**PAGE TEXT:**

=== Section Start ===

Key Concepts of General Systems Theory - "Natural Laws"

Key Concepts of General Systems Theory – “Natural Laws”

and their “Systems Dynamics” in Organizations

    1. Holism, Synergism Organicism, and Gestalt

      The whole is not just the sum of the parts; the system itself can be explained only as a totality.

      Holism is the opposite of elementarism, which views the total as the sum of its individual parts.

    2. Open Systems View

      Systems can be considered in two ways: (1) closed, or (2) open. Open systems exchange information, energy, or material with their environment.

      Biological and social systems are inherently open systems; mechanical systems may be open or closed. The concepts of open and closed systems are difficult to defend in the absolute.

      We prefer to think of open-closed as a dimension; that is, systems are relatively open or relatively closed.

    3. Systems Boundaries

      It follows that systems have boundaries which separate them from their environments. The concept of boundaries helps us understand the distinction between open and closed systems. The relatively closed system has rigid, impenetrable boundaries; whereas the open system has permeable boundaries between itself and a broader suprasystem.

      Boundaries are relatively easily defined in physical and biological systems, but are very difficult to delineate in social systems, such as organizations.

    4. Input–Transformation–Output Model
      The open system can be viewed as a transformation model.

=== Section End ===

**STORED DATA:**

=== Section Start ===

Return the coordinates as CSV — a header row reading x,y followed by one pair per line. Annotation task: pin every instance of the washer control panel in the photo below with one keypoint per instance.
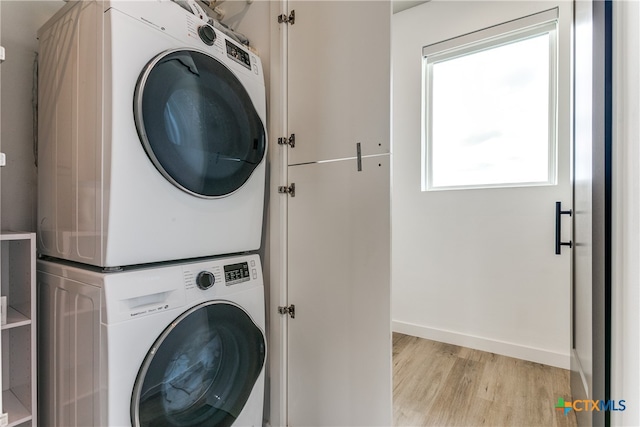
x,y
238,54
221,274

=== Section End ===

**TO DO:**
1. Repeat word for word the part of the general systems theory text that begins at the words "Boundaries are relatively" and stops after "a transformation model.".
2. According to the general systems theory text, what kind of boundaries does a relatively closed system have?
3. Pick up the general systems theory text after its last sentence and keep writing it.
Nothing in the data is needed here.

**ANSWER LIST:**
1.
Boundaries are relatively easily defined in physical and biological systems, but are very difficult to delineate in social systems, such as organizations.

    4. Input–Transformation–Output Model
      The open system can be viewed as a transformation model.

2. Rigid, impenetrable boundaries.

3.
      In a dynamic relationship with its environment, it receives various inputs, transforms these inputs in some way, and exports outputs.

    5. Feedback

      The concept of feedback is important in understanding how a system maintains a steady state.

      Information concerning the outputs or the process of the system is fed back as an input into the system, perhaps leading to changes in the transformation process and/or future outputs.

      Feedback can be both positive and negative, although the field of cybernetics is based on negative feedback. Negative feedback is information input which indicates that the system is deviating from a prescribed course and should readjust to a new steady state.

    6. Multiple Goal-Seeking
      Biological and social systems appear to have multiple goals or purposes.

      Social organizations seek multiple goals, if for no other reason than that they are composed of individuals and subunits with different values and objectives.

    1. Equifinality of Open Systems

      In mechanistic systems there is a direct cause and effect relationship between the initial conditions and the final state.Biological and social systems operate differently.

      Equifinality suggests that certain results may be achieved with different initial conditions and in different ways.

      This view suggests that social organizations can accomplish their objectives with diverse inputs and with varying internal activities (conversation processes).

    2. Entropy

      Closed, physical systems are subject to the force of entropy which increases until eventually the entire system fails.

      The tendency toward maximum entropy is a movement to disorder, complete lack of resource transformation, and death.

      In a closed system, the change in entropy must always be positive; however, in open biological or social systems, entropy can be arrested and may even be transformed into negative entropy— a process of more complete organization and ability to transform resources—because the system imports resources from its environment.

    3. Hierarchy

      A basic concept in systems thinking is that of hierarchical relationships between systems.

      A system is composed of subsystems of a lower order and is also part of a suprasystem.

      Thus, there is a hierarchy of the components of the system.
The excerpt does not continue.